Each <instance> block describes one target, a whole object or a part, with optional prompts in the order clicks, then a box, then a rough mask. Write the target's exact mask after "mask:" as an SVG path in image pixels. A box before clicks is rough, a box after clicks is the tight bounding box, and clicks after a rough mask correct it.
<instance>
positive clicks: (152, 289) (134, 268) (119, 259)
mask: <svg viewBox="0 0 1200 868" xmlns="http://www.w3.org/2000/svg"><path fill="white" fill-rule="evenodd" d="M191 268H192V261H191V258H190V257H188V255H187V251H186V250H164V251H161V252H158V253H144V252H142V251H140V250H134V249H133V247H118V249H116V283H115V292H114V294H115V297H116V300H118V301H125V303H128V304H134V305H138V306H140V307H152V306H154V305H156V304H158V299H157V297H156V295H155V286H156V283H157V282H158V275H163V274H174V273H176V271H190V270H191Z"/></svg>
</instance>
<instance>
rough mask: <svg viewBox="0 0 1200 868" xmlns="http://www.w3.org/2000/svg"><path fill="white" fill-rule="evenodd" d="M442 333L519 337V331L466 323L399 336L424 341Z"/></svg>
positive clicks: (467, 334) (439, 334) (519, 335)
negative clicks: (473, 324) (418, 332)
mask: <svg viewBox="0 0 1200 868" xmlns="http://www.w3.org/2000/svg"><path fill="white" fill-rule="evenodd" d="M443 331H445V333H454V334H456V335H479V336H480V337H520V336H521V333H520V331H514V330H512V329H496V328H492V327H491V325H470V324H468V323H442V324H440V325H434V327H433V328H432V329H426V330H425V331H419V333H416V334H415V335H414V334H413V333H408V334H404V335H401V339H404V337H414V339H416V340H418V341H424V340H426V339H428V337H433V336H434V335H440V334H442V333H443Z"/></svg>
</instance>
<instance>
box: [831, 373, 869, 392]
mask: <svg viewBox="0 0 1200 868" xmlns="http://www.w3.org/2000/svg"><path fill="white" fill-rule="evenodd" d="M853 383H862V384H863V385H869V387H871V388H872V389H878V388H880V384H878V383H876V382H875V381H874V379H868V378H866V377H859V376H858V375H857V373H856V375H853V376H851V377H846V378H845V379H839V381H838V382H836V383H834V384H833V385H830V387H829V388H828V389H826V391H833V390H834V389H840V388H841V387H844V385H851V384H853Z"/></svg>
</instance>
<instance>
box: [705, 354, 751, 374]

• _What the task asks_: Lines after the one containing "positive clicks: (467, 334)" are left out; every line from the start of the entries through that line is restated word for word.

• _Written solution_:
Each <instance> block describes one target, a whole object or a part, with optional prompts in the order clicks, then a box, then a rough mask. Write the target's exact mask after "mask:" as an SVG path in image pixels. A box before clicks is rough, a box after clicks is the tight bounding box, and clicks after a rough mask correct it.
<instance>
positive clicks: (152, 289) (134, 268) (119, 259)
mask: <svg viewBox="0 0 1200 868" xmlns="http://www.w3.org/2000/svg"><path fill="white" fill-rule="evenodd" d="M191 268H192V261H191V258H190V257H188V255H187V251H186V250H164V251H161V252H158V253H144V252H142V251H140V250H134V249H133V247H118V249H116V283H115V292H114V294H115V297H116V300H118V301H125V303H128V304H134V305H138V306H140V307H152V306H154V305H156V304H158V299H157V297H156V295H155V286H156V283H157V282H158V275H163V274H174V273H176V271H190V270H191Z"/></svg>
</instance>
<instance>
rough mask: <svg viewBox="0 0 1200 868" xmlns="http://www.w3.org/2000/svg"><path fill="white" fill-rule="evenodd" d="M442 333L519 337V331L466 323L399 336L424 341Z"/></svg>
positive clicks: (467, 334) (439, 334) (519, 335)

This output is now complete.